Soğuk Savaş sonrası yaşanan küresel ölçekli jeopolitik, siyasi, güvenlik, ekonomik ve toplumsal kırılmaların neden olduğu küresel yönetişim krizi ise BM’nin “arızalarının” daha fazla gün yüzüne çıkmasına neden oldu. Bugün ise BM, tarihinde hiç olmadığı kadar derin bir krizle karşı karşıya. BM’nin kuruluş felsefesine yönelik doğrudan bir meydan okuma ortaya çıkaran bu kriz, örgütün meşruiyetine yönelik kapsamlı bir sorgulamayı da beraberinde getirmekte.

# Görev Gereksinimleri:
1: Kaynak metne göre aşağıdaki soruları yanıtlayın.
(a) Küresel yönetişim krizine yol açan kırılmalar hangi dönemin ardından yaşanmıştır?
(b) BM bugün nasıl bir krizle karşı karşıyadır?
(c) Bu kriz, örgütün neyine yönelik kapsamlı bir sorgulamayı beraberinde getirmektedir?
2: Kaynak metindeki "Soğuk Savaş sonrası" ifadesinden "da beraberinde getirmekte." ifadesine kadar olan bölümü hiçbir değişiklik yapmadan yeniden yazın.

# Veri Kümesi Kesiti:
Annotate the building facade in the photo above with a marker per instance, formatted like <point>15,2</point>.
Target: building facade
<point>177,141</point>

# Yazılı Yanıtlar:
1:
(a) Soğuk Savaş sonrasında.
(b) Tarihinde hiç olmadığı kadar derin bir krizle.
(c) Meşruiyetine.

2:
Soğuk Savaş sonrası yaşanan küresel ölçekli jeopolitik, siyasi, güvenlik, ekonomik ve toplumsal kırılmaların neden olduğu küresel yönetişim krizi ise BM’nin “arızalarının” daha fazla gün yüzüne çıkmasına neden oldu. Bugün ise BM, tarihinde hiç olmadığı kadar derin bir krizle karşı karşıya. BM’nin kuruluş felsefesine yönelik doğrudan bir meydan okuma ortaya çıkaran bu kriz, örgütün meşruiyetine yönelik kapsamlı bir sorgulamayı da beraberinde getirmekte.